ACTIONS TO TAKE |
1. Answer these questions from the court judgment excerpt:
(a) On what date did the plaintiff's father die?
(b) At what amount did the plaintiff value the suit premises?
(c) How much did Defendant No. 1 say he paid his father toward the construction loans?
2. Reproduce the lines of the listing from the line containing "Expected: for each instance of the tree" through the end of the listing, inclusive.

EXCERPT TO READ |
== == ==

Vineeta Sharma vs Rakesh Sharma And Ors. on 29 October, 2013
Author: M. L. Mehta

1. The plaintiff has filed this suit for partition against her brothers and mother in respect of built up premises A-53, South Extension, Part II, New Delhi.
2. The undisputed facts are that the suit premises was purchased and built up by the plaintiff's father, wherein he along with his family stayed for some time and also let out a portion thereof to the tenants. He died on 11.12.1999, leaving behind the plaintiff and three sons namely the defendants No. 1, 2, Dr. Shailendra Sharma (since deceased) and wife (defendant No. 3). Dr. Shailendra Sharma also expired on 01.07.2001. The plaintiff's case is that since her father andbrother died intestate, she is entitled to one-fourth share in the suit premises. She states that she is also in possession of the suit premises as some of her goods/movable assets are lying there and that, whenever she visits her paternal home, she stayed there in the suit premises. She states that on 21.07.2001, it was orally decided with the defendants No. 1 and 2 that the suit premises will be divided by metes and bounds and that in case, it could not be divided, she would be given the entire Barasati floor with roof rights as towards her one-fourth share. She alleges that the defendants No. 1 and 2 had been avoiding to give her due share and thus, she got issued a notice dated 17.10.2001, calling upon them to partition the suit premises, and which notice was replied by them on 13.11.2001, alleging that the suit premises was HUF property and the father had executed a Will in their favour; but the said Will was not traceable now. The plaintiff avers that the suit premises were never treated as HUF property and no Will was ever executed by their father. She has valued the suit premises at Rs. 40 lakhs and states that as she is in possession thereof, the court fee of Rs. 19.50 only was payable for the relief of partition.
3. The defendants No. 1 and 2 contested the suit. They filed separate written statements on identical lines. Their case is that the plaintiff being the married daughter, had only restricted rights in the suit premises and could not seek its partition. They denied the plaintiff to be in possession of any portion of the suit premises and state that the suit being not properly valued, was liable to be dismissed. They aver that the plaintiff is also not entitled to any share, as the suit premiseswas a HUF property, and was so assessed by the Income Tax Department as also the Wealth Tax Authorities. It is averred that after the death of their father, their mother (defendant No.3) had been residing with defendant No. 2 and whenever the plaintiff visited her mother, she returned back to her matrimonial house on the same day. They denied their having had a meeting on 21.07.2001 or having agreed to the partition of one-fourth share of the plaintiff, as alleged. They aver that they were told about the Will by Sh. B.D.Sharma, the elder brother of their father in the presence of the plaintiff, but, he died before handing over the said Will to the defendants and so the said Will could not be made available to them. Defendant No. 1 also states having substantially contributed in the acquisition and development of the suit premises, as he paid Rs. 11000/- to his father for repayment of the loans taken for construction of the premises.
4. On the pleading of the parties, the following issues were framed for trial on 08.12.2003:
1. Whether the suit is properly valued for the purposes of Court Fee and whether proper court fee has been affixed on the plaint in light of the plaintiff‟s claim that she is in constructive possession of the suit property?
2. Whether the suit property is self-acquired/HUF property of the father?
3. Whether the property was settled by way of oral partition dated 21st July, 2001 and whether the same was acted upon by the parties?
4. Whether the suit is maintainable in view of Section 23 of the Hindu Succession Act?
5. To what shares are the parties entitled to?
6. Relief.

== == ==

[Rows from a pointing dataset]
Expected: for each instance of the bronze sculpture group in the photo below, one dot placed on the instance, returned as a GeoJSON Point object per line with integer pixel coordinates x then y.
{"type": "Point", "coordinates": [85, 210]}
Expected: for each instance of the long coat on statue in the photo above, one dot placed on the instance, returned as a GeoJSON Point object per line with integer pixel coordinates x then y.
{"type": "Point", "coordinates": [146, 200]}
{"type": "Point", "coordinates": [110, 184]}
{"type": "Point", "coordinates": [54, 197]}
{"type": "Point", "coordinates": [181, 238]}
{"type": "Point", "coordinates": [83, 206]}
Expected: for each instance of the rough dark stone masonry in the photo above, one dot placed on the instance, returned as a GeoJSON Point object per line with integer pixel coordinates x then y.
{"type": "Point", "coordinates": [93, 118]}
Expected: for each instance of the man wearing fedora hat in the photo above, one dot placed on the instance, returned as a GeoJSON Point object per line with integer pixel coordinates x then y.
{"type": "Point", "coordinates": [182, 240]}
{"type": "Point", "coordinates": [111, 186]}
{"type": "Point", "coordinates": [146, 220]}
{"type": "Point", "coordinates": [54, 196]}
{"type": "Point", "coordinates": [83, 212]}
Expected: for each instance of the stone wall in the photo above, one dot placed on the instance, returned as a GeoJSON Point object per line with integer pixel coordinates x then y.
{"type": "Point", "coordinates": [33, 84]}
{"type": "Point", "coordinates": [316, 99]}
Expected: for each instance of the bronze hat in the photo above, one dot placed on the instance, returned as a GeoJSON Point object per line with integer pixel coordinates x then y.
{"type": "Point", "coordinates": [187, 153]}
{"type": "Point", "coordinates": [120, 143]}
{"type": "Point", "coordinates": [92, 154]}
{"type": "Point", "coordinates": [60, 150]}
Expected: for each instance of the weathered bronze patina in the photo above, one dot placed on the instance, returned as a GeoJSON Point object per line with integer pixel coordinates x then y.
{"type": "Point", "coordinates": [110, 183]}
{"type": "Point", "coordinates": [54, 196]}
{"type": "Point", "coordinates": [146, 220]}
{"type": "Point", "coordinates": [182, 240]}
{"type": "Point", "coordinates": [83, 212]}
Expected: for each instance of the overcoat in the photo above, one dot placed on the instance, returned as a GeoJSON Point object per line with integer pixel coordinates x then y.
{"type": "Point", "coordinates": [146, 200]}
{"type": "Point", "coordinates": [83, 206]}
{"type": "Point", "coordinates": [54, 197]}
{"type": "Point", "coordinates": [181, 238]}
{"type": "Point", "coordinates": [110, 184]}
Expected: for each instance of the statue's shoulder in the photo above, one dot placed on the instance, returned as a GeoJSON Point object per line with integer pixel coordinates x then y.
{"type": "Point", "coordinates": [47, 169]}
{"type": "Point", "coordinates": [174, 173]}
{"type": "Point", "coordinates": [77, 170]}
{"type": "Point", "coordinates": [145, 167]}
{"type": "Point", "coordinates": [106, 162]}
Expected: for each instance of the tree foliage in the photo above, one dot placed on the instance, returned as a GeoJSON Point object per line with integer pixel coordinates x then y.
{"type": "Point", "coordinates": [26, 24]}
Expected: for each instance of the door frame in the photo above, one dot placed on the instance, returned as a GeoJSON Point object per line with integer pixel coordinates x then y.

== == ==

RESPONSES FOR EACH TASK |
1.
(a) 11.12.1999
(b) Rs. 40 lakhs
(c) Rs. 11000/-

2.
Expected: for each instance of the tree foliage in the photo above, one dot placed on the instance, returned as a GeoJSON Point object per line with integer pixel coordinates x then y.
{"type": "Point", "coordinates": [26, 24]}
Expected: for each instance of the door frame in the photo above, one dot placed on the instance, returned as a GeoJSON Point object per line with integer pixel coordinates x then y.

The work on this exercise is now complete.